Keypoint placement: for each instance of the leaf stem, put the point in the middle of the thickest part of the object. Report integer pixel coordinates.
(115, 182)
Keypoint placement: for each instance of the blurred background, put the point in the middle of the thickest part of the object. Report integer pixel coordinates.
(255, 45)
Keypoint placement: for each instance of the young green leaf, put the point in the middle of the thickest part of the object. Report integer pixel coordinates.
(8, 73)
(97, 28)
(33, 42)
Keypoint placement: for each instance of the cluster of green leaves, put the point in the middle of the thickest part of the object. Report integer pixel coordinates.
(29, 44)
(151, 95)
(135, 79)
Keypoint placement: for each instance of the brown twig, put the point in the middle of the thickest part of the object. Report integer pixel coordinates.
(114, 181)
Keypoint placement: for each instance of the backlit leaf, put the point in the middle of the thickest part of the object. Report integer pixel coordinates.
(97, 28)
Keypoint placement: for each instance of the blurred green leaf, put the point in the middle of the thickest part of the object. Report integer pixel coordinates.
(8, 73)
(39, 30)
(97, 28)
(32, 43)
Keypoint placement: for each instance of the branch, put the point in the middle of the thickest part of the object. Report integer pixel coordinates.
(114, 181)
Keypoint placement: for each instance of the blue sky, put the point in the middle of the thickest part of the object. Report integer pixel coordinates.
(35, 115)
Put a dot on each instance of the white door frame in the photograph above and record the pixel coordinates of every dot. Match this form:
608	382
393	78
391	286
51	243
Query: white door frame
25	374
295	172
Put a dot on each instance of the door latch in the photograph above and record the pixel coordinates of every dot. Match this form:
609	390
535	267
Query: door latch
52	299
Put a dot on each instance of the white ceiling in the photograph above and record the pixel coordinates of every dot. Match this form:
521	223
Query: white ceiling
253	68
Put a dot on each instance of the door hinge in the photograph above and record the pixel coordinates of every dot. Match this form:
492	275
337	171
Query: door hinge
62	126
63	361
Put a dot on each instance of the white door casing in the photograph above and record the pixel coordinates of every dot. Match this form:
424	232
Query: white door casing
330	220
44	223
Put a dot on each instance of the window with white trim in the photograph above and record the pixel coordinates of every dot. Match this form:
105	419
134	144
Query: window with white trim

========================================================================

• Work instructions: Rewrite the stretch of records from the line containing "Put a dot on each instance of the white door casing" through the end of the records, changing "Match this form" to "Follow this format" and leaving everything else unchanged.

• Final result:
Put a dot on each instance of the white door casing in the photograph above and record the pixel coordinates of every dot. Follow this format:
424	232
Query: white door casing
330	220
44	223
Put a dot on each instance of the window with white trim in the photograph above and record the pixel coordinates of every dot. Follow this format:
105	419
134	144
Query: window with white trim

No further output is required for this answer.